=== Data supplied ===
----

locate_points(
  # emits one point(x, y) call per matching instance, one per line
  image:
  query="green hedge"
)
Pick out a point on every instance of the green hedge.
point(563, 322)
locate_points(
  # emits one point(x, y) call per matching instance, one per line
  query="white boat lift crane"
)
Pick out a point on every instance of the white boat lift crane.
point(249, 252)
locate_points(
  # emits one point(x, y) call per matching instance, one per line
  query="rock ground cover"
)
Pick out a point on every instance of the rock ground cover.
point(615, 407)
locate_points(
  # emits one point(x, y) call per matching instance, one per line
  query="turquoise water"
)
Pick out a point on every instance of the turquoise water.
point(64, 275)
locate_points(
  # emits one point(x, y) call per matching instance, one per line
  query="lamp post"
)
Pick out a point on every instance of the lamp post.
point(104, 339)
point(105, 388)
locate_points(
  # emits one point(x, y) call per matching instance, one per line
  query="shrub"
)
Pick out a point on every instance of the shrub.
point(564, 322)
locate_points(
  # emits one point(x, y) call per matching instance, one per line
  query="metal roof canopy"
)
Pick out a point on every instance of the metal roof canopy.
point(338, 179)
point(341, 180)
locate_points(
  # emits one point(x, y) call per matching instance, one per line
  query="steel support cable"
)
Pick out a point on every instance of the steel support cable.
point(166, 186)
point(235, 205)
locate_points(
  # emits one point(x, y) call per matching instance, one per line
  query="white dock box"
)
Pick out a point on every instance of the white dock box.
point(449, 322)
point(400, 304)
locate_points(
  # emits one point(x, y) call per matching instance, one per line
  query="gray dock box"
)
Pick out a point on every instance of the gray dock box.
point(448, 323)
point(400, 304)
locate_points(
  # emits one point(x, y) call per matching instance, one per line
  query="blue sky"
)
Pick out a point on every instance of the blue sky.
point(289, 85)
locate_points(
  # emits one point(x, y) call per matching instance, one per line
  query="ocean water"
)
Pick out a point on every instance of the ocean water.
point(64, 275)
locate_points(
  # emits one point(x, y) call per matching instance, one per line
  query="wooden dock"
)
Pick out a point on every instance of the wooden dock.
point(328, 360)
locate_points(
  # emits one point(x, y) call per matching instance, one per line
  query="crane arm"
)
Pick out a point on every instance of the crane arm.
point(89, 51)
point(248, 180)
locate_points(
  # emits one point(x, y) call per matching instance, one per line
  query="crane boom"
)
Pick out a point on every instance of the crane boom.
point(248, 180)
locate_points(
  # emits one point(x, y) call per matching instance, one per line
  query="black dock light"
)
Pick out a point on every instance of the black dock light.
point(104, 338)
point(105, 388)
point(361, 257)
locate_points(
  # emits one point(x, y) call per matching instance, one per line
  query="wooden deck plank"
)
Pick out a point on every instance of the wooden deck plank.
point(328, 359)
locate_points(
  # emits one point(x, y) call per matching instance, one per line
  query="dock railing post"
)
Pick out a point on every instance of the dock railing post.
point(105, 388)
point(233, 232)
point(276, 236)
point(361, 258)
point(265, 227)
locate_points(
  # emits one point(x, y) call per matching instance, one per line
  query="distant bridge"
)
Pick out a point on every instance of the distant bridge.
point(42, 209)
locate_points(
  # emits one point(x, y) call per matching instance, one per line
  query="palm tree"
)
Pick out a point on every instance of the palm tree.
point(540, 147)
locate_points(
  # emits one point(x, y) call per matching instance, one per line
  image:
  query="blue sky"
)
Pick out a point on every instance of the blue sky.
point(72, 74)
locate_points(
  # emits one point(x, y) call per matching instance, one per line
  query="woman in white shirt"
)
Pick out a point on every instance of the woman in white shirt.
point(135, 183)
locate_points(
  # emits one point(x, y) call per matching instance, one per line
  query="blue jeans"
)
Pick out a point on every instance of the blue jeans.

----

=== Task to carry out ===
Reply with the number of lines in the data that include the string "jeans" and nothing else.

=== Result for this exercise ===
2